## start EXTRACTED RECORDS

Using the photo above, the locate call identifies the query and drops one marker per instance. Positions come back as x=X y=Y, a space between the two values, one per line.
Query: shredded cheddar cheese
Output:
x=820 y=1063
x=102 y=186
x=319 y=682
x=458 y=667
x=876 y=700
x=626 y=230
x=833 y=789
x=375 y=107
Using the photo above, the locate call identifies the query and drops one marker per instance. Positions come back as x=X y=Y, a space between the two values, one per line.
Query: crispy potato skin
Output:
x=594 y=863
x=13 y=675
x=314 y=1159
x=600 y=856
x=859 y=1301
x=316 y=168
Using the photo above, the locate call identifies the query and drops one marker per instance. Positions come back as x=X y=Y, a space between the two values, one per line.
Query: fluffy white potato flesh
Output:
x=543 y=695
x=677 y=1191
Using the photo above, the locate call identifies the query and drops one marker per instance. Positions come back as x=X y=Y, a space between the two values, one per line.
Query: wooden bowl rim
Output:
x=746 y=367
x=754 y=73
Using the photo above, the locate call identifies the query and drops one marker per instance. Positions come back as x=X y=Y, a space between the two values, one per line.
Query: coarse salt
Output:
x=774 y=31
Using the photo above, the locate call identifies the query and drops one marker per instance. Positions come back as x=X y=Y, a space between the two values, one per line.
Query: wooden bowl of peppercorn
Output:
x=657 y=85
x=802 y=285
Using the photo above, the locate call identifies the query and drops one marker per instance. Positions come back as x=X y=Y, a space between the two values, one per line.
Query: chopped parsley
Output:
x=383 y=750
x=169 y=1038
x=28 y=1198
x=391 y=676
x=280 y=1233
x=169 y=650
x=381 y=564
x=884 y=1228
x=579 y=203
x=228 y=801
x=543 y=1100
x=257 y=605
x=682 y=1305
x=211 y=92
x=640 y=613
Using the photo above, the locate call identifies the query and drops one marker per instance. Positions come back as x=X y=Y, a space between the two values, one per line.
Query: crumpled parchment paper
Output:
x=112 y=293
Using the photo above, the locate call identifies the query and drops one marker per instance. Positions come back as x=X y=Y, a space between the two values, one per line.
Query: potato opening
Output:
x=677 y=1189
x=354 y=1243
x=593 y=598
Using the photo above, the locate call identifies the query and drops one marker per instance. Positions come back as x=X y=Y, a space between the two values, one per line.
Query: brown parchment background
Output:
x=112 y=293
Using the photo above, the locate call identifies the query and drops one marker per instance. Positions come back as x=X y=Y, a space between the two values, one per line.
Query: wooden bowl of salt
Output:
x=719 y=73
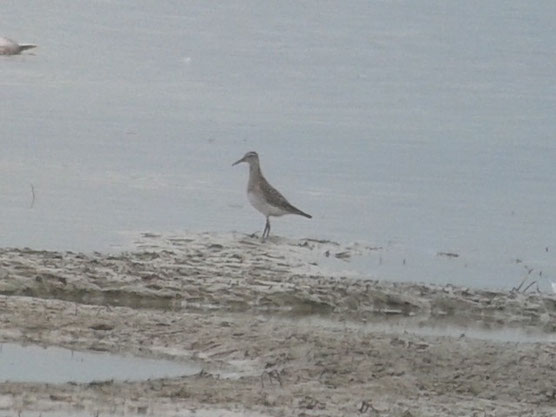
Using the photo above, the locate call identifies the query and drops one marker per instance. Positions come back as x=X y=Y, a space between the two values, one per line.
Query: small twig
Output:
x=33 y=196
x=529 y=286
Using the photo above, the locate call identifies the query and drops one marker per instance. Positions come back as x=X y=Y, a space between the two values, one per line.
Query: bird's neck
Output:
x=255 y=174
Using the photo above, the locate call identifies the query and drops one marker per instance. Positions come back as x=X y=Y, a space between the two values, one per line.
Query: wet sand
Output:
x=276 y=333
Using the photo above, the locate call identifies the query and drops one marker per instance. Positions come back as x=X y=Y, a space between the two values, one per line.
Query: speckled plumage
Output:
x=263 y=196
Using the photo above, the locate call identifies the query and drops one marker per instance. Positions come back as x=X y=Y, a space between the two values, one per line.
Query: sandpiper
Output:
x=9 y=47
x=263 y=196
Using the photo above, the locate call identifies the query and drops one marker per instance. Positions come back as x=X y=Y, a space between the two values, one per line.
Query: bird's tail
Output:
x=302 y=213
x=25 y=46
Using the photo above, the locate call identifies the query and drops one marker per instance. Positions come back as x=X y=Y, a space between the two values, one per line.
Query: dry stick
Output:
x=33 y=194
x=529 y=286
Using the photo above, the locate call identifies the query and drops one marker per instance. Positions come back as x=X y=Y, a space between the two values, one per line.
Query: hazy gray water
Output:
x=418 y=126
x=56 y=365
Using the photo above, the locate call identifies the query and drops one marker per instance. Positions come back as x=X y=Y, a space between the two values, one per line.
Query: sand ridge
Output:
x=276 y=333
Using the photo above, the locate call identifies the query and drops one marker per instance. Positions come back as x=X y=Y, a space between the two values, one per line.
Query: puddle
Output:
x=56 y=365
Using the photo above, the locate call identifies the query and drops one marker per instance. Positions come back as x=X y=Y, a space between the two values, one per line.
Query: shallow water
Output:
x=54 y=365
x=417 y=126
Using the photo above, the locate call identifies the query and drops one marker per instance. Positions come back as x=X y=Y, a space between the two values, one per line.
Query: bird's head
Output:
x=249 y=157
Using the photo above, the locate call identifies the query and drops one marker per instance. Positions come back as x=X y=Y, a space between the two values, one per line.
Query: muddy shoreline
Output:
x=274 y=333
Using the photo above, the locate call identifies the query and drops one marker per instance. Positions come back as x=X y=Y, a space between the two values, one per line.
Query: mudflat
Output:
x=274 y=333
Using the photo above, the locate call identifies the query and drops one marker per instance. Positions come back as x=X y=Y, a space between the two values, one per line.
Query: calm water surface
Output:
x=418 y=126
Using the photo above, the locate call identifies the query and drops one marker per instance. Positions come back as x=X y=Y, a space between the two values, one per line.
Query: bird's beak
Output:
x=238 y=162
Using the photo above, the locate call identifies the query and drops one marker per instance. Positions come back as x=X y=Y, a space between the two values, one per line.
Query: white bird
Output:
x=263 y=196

## end EXTRACTED RECORDS

WORK TO COMPLETE:
Reproduce the records, all of them, word for word; omit the pictures.

THE RESULT:
Using the photo above, the locate call identifies the query and drops one marker per instance. Positions come back as x=X y=Y, a space between the two values, one per line.
Query: shredded cheddar cheese
Output:
x=820 y=1063
x=102 y=186
x=319 y=682
x=458 y=667
x=876 y=700
x=626 y=230
x=833 y=789
x=375 y=107
Using the photo above, the locate call identifies the query and drops one marker per instance. Positions come back as x=X y=Y, a space between the two values, one per line.
Query: crispy potato skin
Output:
x=594 y=863
x=13 y=675
x=314 y=1159
x=600 y=856
x=859 y=1301
x=316 y=168
Using the photo above, the locate call identifies the query and drops one marker per instance. Positions come back as x=X y=Y, a space between the two values, one per line.
Query: fluffy white potato flesh
Output:
x=543 y=695
x=677 y=1191
Using the photo above, the locate call identifies the query and drops one marker per instance. Positions come back as x=X y=Y, a space between the two values, one per line.
Query: wooden bowl rim
Output:
x=746 y=367
x=754 y=73
Using the photo above, the locate call identifies the query and drops one marker per instance. Positions come back as x=X y=Y, a space between the two values, one per line.
Query: coarse salt
Output:
x=774 y=31
Using the photo above, the locate call identifies the query and drops one marker per instance. Positions come back as x=X y=Y, a space between the two values, one per line.
Query: wooden bowl of peppercorn
Output:
x=657 y=85
x=802 y=285
Using the photo above, the locate call identifies the query and drops one marker per instance. Positions come back as x=X y=Y, a space between the two values, one per line.
Query: chopped parsley
Output:
x=383 y=750
x=169 y=1038
x=28 y=1198
x=391 y=676
x=280 y=1233
x=169 y=650
x=381 y=564
x=884 y=1228
x=579 y=203
x=228 y=801
x=543 y=1100
x=257 y=605
x=682 y=1305
x=211 y=92
x=640 y=613
Using the photo above, the locate call identifies the query and drops one marker per instance. Positions come back as x=X y=Y, a space between the two values, one per line.
Query: crumpled parchment paper
Output:
x=112 y=293
Using the photo above, the locate call identifies the query and drops one marker per instance. Positions come back as x=X y=Y, a space between the two values, one per line.
Query: potato opening
Output:
x=677 y=1189
x=354 y=1243
x=593 y=598
Using the photo above, the locate call identifies the query and drops one marker per instance. Positions come back as x=X y=Y, a space between the two values, one per line.
Query: brown parchment background
Output:
x=112 y=293
Using the photo above, the locate call identifies the query and drops one marker per instance. Positions come back as x=X y=Y, a space between the two values, one per line.
Query: wooden bowl of salt
Output:
x=719 y=73
Using the photo above, the locate call identifies the query and drops one marker per instance. Positions come back as x=X y=Y, a space between the two values, one per line.
Query: small twig
Output:
x=33 y=196
x=529 y=286
Using the photo above, the locate call identifies the query and drops one marker per instance. Positions come back as x=X y=Y, a space between the two values, one per line.
Query: bird's neck
Output:
x=255 y=174
Using the photo above, the locate call identifies the query and drops one marker per instance. Positions come back as x=X y=Y, a space between the two values, one per line.
Query: wet sand
Output:
x=276 y=333
Using the photo above, the locate call identifies the query and drops one marker per instance. Positions come back as x=X y=Y, a space between the two values, one per line.
Query: speckled plumage
Output:
x=263 y=196
Using the photo above, the locate call identifies the query and drops one marker per instance. Positions come back as x=X y=Y, a space between the two values, one per line.
Query: sandpiper
Output:
x=9 y=47
x=263 y=196
Using the photo above, the locate call identifies the query and drops one marker per instance. Positions come back as x=X y=Y, a space between the two values, one per line.
Query: bird's tail
Output:
x=302 y=213
x=25 y=46
Using the photo above, the locate call identifies the query and drops one marker per instance. Positions come back as x=X y=Y, a space between the two values, one per line.
Query: dry stick
Output:
x=33 y=194
x=529 y=286
Using the photo above, the locate call identifies the query and drops one marker per instance. Positions come back as x=X y=Y, a space between the two values, one per line.
Query: hazy gray water
Output:
x=418 y=126
x=56 y=365
Using the photo above, the locate call identifies the query and drops one marker per instance. Positions come back as x=X y=Y, a space between the two values, one per line.
Query: sand ridge
Output:
x=276 y=333
Using the photo above, the locate call identifies the query and drops one marker per instance. Positions come back as x=X y=Y, a space between the two values, one per line.
Query: puddle
Output:
x=56 y=365
Using the photo above, the locate call identifies the query and drops one marker per instance. Positions come back as x=X y=Y, a space between the two values, one per line.
Query: shallow water
Output:
x=54 y=365
x=417 y=126
Using the photo above, the locate call identifies the query and drops one marker per instance. Positions come back as x=X y=Y, a space between the two values, one per line.
Query: bird's head
Output:
x=249 y=157
Using the photo above, the locate call identifies the query and drops one marker per instance. Positions come back as x=X y=Y, a space between the two values, one per line.
Query: muddy shoreline
Output:
x=274 y=333
Using the photo above, the locate call identifies the query and drops one marker per instance. Positions come back as x=X y=Y, a space between the two values, one per line.
Query: mudflat
Output:
x=274 y=333
Using the photo above, the locate call identifies the query and drops one marker per instance. Positions come back as x=X y=Y, a space between the two values, one per line.
Query: calm water surface
Output:
x=418 y=126
Using the photo above, the locate call identifies the query and drops one marker per instance. Positions come back as x=X y=Y, a space between the two values, one per line.
Query: bird's beak
Output:
x=238 y=162
Using the photo above, the locate call identifies the query and drops one marker per instance. Positions come back as x=X y=Y, a space between the two values, one per line.
Query: white bird
Output:
x=263 y=196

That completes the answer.